* Entries for pointing at named objects *
--- BEGIN ---

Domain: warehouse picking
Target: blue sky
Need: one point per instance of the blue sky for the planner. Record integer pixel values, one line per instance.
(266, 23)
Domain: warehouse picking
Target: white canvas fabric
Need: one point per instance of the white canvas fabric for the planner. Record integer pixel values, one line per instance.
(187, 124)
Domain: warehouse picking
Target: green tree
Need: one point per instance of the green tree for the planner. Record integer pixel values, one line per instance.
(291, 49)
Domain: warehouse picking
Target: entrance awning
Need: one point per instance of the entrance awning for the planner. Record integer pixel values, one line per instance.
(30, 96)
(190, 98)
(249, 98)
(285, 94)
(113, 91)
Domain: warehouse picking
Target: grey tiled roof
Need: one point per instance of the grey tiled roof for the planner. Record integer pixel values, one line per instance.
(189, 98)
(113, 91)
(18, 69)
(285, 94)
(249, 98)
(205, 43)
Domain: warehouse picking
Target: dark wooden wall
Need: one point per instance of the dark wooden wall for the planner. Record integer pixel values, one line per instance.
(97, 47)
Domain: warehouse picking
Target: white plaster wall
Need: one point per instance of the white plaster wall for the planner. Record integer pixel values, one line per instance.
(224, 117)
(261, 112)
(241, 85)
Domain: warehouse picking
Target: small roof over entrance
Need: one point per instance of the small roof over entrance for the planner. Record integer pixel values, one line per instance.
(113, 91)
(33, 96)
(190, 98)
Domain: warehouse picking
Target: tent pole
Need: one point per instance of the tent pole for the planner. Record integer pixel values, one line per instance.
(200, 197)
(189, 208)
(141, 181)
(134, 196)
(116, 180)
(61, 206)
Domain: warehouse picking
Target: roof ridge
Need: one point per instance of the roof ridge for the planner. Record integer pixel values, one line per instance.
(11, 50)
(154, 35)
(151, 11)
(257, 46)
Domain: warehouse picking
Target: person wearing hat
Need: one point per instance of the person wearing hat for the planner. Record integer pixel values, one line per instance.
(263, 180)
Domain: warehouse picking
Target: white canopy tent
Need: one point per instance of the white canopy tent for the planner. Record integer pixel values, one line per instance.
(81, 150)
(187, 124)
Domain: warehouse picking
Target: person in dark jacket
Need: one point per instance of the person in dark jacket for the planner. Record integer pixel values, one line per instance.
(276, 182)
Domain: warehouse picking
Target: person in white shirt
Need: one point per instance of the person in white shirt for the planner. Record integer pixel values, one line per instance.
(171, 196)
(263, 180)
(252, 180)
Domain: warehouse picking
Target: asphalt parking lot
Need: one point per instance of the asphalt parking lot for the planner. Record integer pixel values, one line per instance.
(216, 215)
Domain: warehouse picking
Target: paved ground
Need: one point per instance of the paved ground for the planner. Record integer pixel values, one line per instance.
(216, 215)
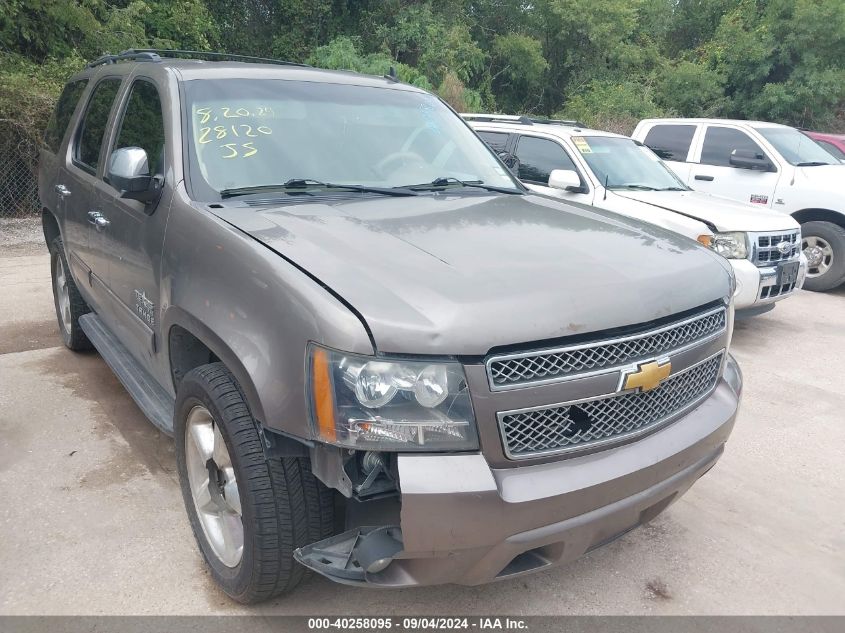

--- END ---

* WHAT IS REQUIRED *
Which lines of the entries above contain the word "tiled"? Return each of those lines in full, treating case as significant.

* RESPONSE TO THE EXERCISE *
Target: grey tiled roof
Need: one point per instance of the grey tiled roof for the planner. Record integer pixel values, one line per instance.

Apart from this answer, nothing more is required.